Task statement ::
Exact repetition, pictures omitted: give every record below again.

Image point grounding data:

- - -

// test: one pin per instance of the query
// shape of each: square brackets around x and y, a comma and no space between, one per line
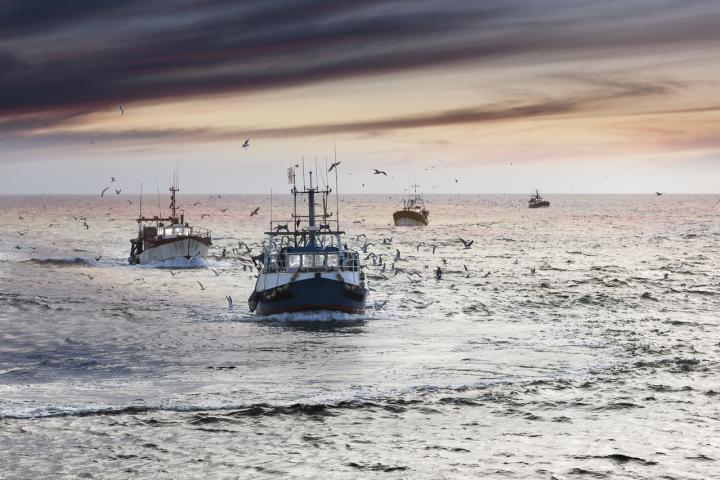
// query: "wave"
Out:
[178,263]
[58,261]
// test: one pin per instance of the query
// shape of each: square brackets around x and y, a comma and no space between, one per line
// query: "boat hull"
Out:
[406,218]
[313,294]
[542,204]
[184,252]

- - -

Exercise solution ::
// test: one pin per instance of the query
// shape of each: square brackets around x and y, a comma and no space between, one per line
// query: "wave"
Out:
[178,263]
[58,261]
// test: one pin per instance of the query
// shape of each: square brackets around x and y, a comma and no space between, one per line
// query: "boat hull"
Out:
[406,218]
[313,294]
[542,204]
[184,252]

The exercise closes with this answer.